(Point-per-instance localization data)
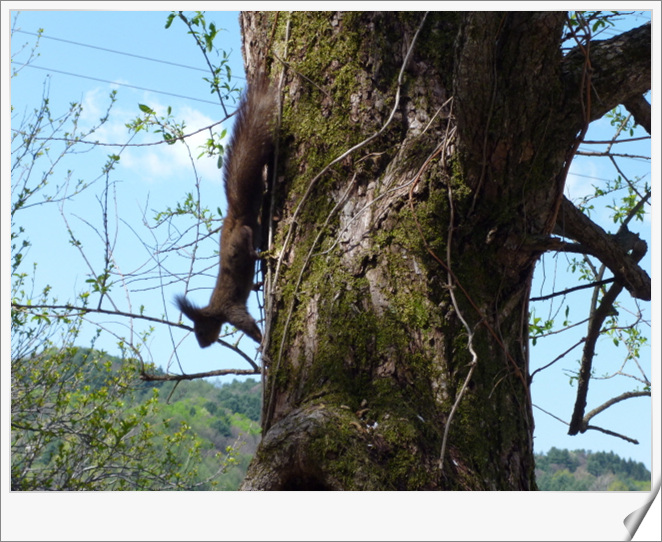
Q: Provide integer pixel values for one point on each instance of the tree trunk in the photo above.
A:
(421, 164)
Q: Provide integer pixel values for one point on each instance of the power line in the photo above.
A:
(116, 83)
(116, 52)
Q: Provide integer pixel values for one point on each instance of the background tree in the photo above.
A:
(421, 172)
(419, 178)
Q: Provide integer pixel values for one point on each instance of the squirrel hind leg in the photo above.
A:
(207, 328)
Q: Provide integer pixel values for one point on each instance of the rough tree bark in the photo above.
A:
(398, 288)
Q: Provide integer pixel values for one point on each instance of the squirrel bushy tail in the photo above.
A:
(249, 149)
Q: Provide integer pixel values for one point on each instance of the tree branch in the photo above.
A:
(621, 70)
(613, 401)
(640, 109)
(84, 310)
(178, 378)
(574, 224)
(578, 423)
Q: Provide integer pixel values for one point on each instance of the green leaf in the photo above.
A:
(146, 109)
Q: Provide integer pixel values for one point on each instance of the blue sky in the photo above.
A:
(159, 175)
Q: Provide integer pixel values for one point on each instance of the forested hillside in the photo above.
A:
(579, 470)
(200, 433)
(84, 420)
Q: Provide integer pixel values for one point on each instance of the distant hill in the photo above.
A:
(579, 470)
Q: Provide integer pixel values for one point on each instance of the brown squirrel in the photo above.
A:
(250, 148)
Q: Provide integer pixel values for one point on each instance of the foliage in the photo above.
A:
(579, 470)
(76, 425)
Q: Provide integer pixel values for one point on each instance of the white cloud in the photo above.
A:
(152, 163)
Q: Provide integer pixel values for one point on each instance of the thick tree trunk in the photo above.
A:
(397, 297)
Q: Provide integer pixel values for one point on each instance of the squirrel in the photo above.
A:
(250, 148)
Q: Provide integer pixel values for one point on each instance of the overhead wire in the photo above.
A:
(149, 59)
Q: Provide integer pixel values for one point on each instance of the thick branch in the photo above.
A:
(640, 109)
(579, 422)
(574, 224)
(621, 70)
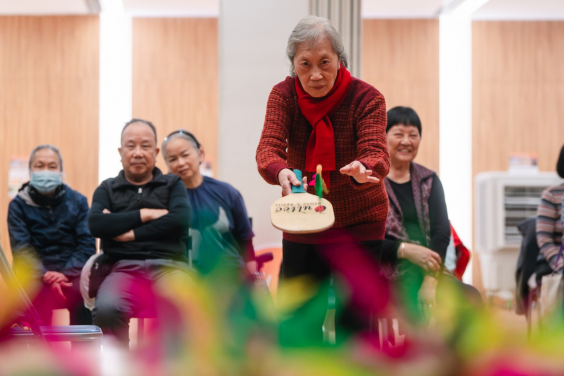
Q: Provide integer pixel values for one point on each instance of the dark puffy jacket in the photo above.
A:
(57, 234)
(163, 238)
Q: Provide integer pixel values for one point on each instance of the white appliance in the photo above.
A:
(503, 199)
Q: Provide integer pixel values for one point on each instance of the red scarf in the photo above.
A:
(321, 144)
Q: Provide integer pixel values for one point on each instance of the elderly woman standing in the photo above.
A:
(322, 115)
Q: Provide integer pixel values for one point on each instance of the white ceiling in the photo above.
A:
(39, 7)
(400, 8)
(177, 8)
(494, 9)
(521, 10)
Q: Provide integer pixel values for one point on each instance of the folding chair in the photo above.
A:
(73, 333)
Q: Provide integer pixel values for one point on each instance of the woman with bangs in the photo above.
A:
(220, 232)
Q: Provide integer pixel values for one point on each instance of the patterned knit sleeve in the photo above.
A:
(272, 153)
(372, 146)
(547, 218)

• [What the exercise asks]
After removing the pictures, repeat the remaining records exactly.

• [Finished task]
Q: Provide integer pixel values for one point on each instance of the tree trunk in the photo above.
A:
(421, 164)
Q: Provide integer pixel values for one point on each instance of the power line in the photo above.
A:
(116, 83)
(116, 52)
Q: Provide integer pixel values for one point on each instance of the background tree in the photo above.
A:
(421, 172)
(419, 178)
Q: Provide integer pixel values for one point on each instance of the squirrel hind leg in the photo above.
A:
(207, 328)
Q: Provide integer pixel values for one point on each instance of the rough tree bark in the photo above.
A:
(398, 288)
Q: Provide integer pixel values for one point on each instance of the squirrel bushy tail in the photo above.
A:
(249, 149)
Q: Provide integer pixel values for one point on each instance of the tree branch in the photo above.
A:
(621, 70)
(613, 401)
(640, 109)
(84, 310)
(178, 378)
(574, 224)
(578, 423)
Q: Provide integer pixel values for one point on each instance of the green leaf in the photo above.
A:
(146, 109)
Q: Provide integer pixel values for one point on each instance of the blue sky in the photo above.
A:
(159, 175)
Q: Provide integer pixel values for one point on each instance of the forested hillside in the photo above.
A:
(579, 470)
(200, 433)
(84, 420)
Q: Provide integer pixel values for one point on each instance of the distant hill in the photo above.
A:
(579, 470)
Q: Provide integer pixel values for one point on each instance of the brown squirrel in the photo above.
A:
(250, 148)
Q: Provide integer pixel values for one point on each instance of the foliage in the photo above.
A:
(579, 470)
(76, 425)
Q: Provide integer pixel values for one point on each instance of the white cloud in the photo above.
A:
(152, 163)
Q: Provide integer pixel values for one point on each instance of the thick tree trunk in the photo above.
A:
(397, 297)
Q: Provide integer pixel values for one point on each instance of the squirrel in the photo above.
A:
(250, 148)
Q: Provide integer pixel values for one point on each instance of the overhead wire in the photo above.
A:
(149, 59)
Q: Provide integer pixel values for one point on each instance of the thick branch in the photo above.
A:
(640, 109)
(579, 422)
(574, 224)
(621, 70)
Q: Provide integer pixel values for one point on each instance of the dark puffy jacket in the photo above.
A:
(57, 234)
(163, 238)
Q: Provide integer pixel values for one point on each instance of the white appliance in the photo above.
A:
(503, 199)
Q: Provide integer pixel values for one point on each instance of the red scarf in the photo above.
A:
(321, 144)
Q: Provide integer pixel values for one point on each instance of the elderly woman standing in the photo above.
A:
(322, 115)
Q: Provide integer pixel values for one point on each instance of the white ceiling in the photo above.
A:
(39, 7)
(400, 8)
(177, 8)
(494, 9)
(521, 10)
Q: Provide integer pixel values for one point on each instance of the folding chair in the photo above.
A:
(73, 333)
Q: Provide integer pixel values for one point on each instance of the woman with bangs in the photo above.
A:
(220, 232)
Q: Provide integer pixel values for one point on each instance of the patterned knit sleeve in the photo above.
A:
(272, 153)
(372, 146)
(547, 218)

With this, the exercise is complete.